#### [Stated exercise]
Produce an exact copy of the lines from the line that contains "of the double" to the end of the listing below.

▼▼▼

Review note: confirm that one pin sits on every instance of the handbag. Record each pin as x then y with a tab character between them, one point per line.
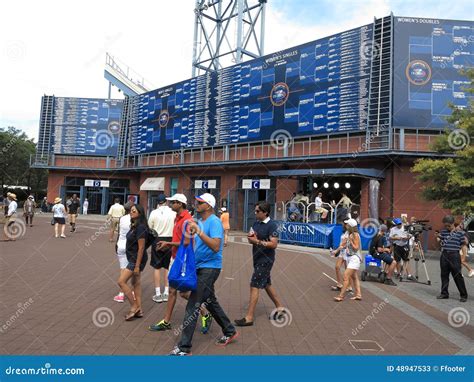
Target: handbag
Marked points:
182	275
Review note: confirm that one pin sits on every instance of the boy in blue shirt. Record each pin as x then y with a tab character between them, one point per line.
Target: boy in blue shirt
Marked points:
209	241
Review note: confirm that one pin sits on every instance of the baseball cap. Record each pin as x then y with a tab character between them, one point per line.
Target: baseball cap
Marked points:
397	221
161	198
179	198
207	198
351	222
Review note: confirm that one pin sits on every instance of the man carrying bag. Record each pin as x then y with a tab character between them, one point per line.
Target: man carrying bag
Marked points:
209	241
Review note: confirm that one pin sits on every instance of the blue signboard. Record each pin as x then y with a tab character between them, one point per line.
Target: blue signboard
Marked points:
86	126
428	55
318	87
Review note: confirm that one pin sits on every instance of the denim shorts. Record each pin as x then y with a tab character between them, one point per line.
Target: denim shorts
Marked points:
131	266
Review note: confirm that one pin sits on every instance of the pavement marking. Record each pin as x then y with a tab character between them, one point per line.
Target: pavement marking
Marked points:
366	345
439	327
329	277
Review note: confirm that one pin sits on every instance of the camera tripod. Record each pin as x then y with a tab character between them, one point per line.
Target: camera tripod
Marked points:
416	251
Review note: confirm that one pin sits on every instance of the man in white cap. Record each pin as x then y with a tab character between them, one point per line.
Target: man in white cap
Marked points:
209	242
29	210
225	219
162	221
178	205
10	217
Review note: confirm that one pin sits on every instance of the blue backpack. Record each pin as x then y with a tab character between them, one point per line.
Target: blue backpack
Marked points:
182	275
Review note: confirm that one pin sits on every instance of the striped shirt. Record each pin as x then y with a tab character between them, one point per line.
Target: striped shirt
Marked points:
452	241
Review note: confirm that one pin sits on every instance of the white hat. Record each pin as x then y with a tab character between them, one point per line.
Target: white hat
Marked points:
351	222
178	197
207	198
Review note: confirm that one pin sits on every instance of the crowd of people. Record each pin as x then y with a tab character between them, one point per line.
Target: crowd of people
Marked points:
171	225
394	248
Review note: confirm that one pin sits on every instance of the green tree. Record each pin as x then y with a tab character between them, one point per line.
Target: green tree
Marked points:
450	181
15	152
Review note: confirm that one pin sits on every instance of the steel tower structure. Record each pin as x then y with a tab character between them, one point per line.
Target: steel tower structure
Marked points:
227	32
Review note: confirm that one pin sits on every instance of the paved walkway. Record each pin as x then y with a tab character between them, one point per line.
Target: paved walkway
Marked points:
56	298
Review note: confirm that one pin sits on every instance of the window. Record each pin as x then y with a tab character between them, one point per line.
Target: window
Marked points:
173	186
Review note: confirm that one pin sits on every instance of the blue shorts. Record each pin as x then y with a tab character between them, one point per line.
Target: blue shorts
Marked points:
131	266
385	257
261	275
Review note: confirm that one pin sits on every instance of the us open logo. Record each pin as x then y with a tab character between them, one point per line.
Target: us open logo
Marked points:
418	72
164	118
114	127
279	94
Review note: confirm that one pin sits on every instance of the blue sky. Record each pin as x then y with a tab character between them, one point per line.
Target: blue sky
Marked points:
62	51
309	12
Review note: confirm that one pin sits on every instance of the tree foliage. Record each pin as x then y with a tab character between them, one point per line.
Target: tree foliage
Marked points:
15	151
450	181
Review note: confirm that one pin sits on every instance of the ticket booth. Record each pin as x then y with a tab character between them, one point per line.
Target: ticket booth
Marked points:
256	189
154	187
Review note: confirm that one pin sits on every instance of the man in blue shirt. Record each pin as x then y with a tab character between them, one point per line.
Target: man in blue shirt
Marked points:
209	241
451	241
264	239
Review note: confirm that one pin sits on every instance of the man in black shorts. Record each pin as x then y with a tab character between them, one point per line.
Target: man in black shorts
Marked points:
399	237
72	207
264	237
379	249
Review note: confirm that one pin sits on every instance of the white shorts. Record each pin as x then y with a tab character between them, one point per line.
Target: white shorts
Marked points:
122	257
353	262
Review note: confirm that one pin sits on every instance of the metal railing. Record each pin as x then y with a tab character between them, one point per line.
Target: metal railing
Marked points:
347	144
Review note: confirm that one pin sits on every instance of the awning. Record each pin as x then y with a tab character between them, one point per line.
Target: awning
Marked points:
362	172
153	184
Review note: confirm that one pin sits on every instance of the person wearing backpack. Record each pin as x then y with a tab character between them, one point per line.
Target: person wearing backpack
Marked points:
209	242
353	262
379	249
138	238
161	220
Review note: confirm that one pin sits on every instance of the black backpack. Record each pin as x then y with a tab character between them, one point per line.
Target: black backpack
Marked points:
151	237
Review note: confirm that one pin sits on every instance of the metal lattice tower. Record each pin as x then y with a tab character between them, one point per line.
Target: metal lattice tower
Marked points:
226	32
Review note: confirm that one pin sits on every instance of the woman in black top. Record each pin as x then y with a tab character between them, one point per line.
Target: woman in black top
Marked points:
137	258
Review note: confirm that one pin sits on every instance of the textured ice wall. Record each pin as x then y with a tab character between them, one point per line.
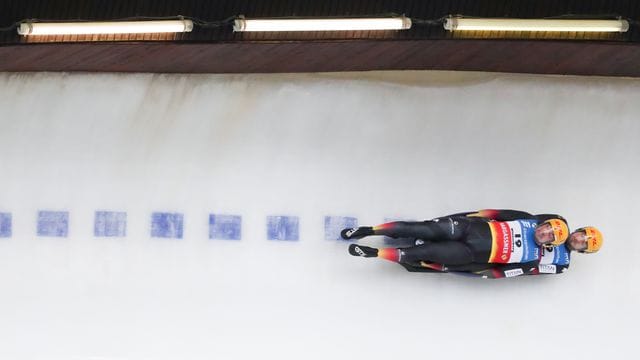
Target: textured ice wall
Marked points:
257	157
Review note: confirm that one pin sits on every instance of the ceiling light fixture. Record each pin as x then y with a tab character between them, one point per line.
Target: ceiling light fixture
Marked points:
104	27
561	25
242	24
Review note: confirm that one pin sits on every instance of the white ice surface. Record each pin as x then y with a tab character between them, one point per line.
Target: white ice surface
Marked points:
369	145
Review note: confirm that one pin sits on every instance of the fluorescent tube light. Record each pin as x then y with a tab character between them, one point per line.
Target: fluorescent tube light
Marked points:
456	24
319	24
104	27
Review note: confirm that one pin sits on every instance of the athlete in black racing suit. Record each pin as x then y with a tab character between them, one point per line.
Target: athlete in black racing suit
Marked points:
470	241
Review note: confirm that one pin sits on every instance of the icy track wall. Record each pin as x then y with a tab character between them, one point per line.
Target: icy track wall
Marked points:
196	217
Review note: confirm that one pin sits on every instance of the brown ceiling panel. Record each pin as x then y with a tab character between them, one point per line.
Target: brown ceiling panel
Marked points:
219	50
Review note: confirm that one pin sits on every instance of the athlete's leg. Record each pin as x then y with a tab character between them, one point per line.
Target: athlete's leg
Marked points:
442	229
445	252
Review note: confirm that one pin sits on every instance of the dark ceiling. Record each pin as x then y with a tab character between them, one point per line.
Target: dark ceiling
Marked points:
220	50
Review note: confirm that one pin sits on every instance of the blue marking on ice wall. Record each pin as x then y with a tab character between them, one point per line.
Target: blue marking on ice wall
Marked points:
166	225
225	227
334	224
282	228
5	225
53	223
110	224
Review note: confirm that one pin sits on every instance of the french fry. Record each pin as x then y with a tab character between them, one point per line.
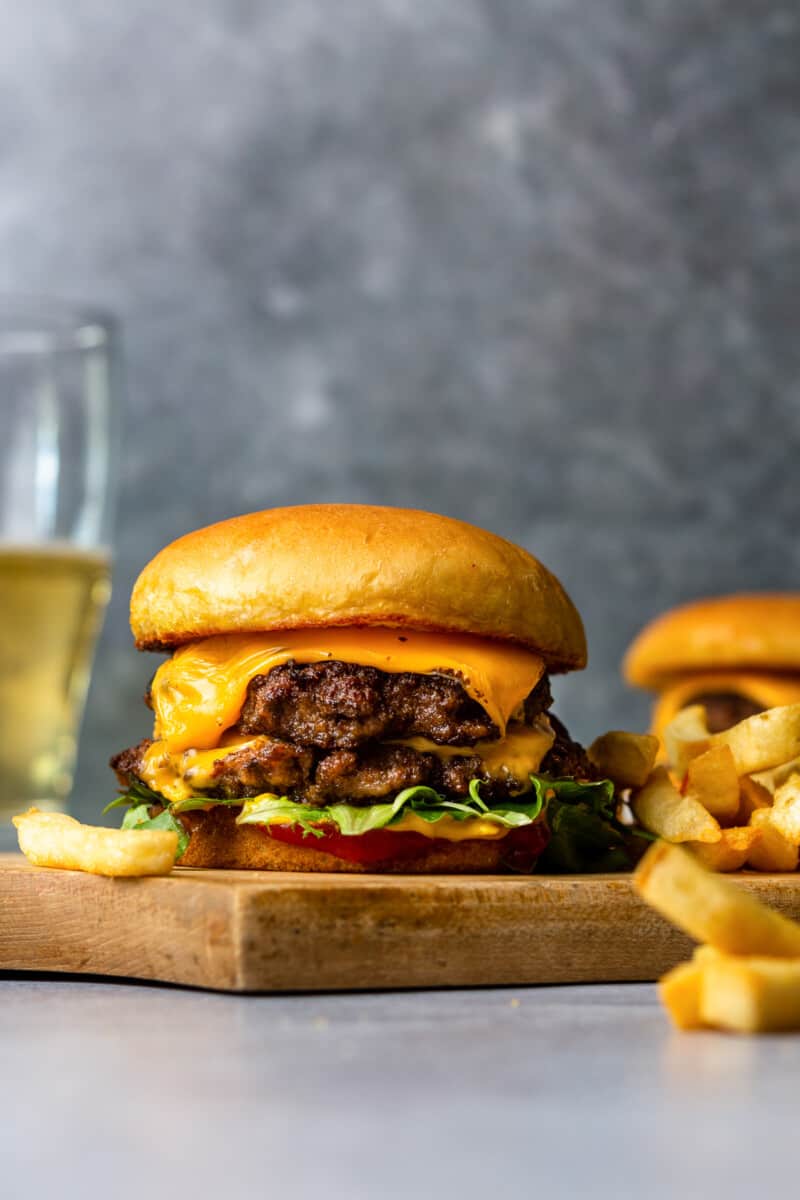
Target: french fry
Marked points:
770	851
679	991
752	797
686	737
711	909
661	809
785	813
731	852
750	995
626	759
763	741
53	839
711	779
770	780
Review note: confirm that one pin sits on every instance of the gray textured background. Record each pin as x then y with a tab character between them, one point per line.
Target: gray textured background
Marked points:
533	264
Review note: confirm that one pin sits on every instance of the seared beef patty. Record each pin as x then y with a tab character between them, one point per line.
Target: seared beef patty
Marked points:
320	753
725	709
338	706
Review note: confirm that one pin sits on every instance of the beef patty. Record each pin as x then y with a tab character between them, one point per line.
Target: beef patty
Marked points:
726	708
322	738
341	706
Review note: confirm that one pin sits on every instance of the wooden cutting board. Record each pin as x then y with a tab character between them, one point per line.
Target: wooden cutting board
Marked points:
260	931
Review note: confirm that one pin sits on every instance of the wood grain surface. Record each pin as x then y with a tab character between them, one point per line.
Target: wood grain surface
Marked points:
259	931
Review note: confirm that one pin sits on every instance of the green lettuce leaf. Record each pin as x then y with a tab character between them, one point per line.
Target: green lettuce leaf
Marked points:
138	817
428	804
585	835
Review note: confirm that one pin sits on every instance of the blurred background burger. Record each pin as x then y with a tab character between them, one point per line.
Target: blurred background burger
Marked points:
737	655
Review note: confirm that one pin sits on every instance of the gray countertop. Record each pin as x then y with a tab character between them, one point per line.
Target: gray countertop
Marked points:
118	1090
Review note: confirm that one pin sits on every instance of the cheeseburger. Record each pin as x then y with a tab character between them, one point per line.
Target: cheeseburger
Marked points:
737	655
354	688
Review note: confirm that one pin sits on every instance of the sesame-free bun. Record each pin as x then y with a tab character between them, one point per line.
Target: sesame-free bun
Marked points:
758	631
322	565
216	840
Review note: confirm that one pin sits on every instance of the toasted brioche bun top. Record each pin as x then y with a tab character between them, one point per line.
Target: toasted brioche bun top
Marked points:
758	631
322	565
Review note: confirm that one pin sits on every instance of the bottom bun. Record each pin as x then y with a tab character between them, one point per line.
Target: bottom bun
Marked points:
216	840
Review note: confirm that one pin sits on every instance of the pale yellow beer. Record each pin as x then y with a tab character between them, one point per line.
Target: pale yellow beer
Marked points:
52	601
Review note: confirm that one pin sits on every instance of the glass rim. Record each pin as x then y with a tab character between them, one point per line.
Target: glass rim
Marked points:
34	324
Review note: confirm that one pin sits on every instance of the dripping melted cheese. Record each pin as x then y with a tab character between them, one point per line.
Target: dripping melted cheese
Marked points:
199	693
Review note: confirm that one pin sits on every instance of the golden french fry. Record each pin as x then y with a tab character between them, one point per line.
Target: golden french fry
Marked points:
770	780
752	797
763	741
750	995
731	852
785	813
770	851
626	759
53	839
680	994
711	909
711	779
686	737
661	809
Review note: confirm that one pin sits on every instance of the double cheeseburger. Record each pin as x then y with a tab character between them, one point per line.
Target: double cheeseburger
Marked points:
737	655
355	688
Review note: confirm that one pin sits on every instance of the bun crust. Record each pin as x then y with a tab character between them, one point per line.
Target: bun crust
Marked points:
320	565
759	631
218	841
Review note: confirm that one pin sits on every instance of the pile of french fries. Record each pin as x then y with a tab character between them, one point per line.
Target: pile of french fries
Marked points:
746	976
732	797
53	839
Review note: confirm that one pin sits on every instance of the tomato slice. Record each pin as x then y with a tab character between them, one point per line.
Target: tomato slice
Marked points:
522	846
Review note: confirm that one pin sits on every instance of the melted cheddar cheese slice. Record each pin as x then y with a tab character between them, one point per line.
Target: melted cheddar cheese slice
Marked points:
446	828
199	693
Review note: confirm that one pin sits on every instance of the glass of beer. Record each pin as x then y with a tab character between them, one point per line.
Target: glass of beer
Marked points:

▲▲▲

#### [Result]
Review note: confirm that one pin sits on every instance of the double cheeseburger. Record each pin as x then y with a tab character between them, one point per line.
Target: double cheeseburger
Marked points:
737	655
355	688
Review note: confirm that one pin sits on every instance of the bun crust. Record each pin as x then y with a tab character between them, one point per line.
Target: bun crust
Marked points:
320	565
759	631
218	841
Review note: confirm that one pin sits on every instance of the pile of french fries. Record each pin as x then y with a tab character between them, one point per line.
Target: pile of french fries
Marked points:
746	976
732	797
53	839
Review note: confirm that one pin sits on every instance of the tomato slice. Record each pin as x then y with a tab character between them, one point per line.
Target: tomato slice
Marked points:
522	846
Review note: confirm that one pin sits on every instance of the melted cheddar cheese slice. Record each pin as x then y with a tab character between them, one point per line.
Target: melted cheddar cheese slice
Marked points:
446	828
199	693
Review note: confirm that one pin sits on every instance of the glass of beer. Record each pin as x then y with a tab character between them, one point per line.
Target: glass of beer
Marked points:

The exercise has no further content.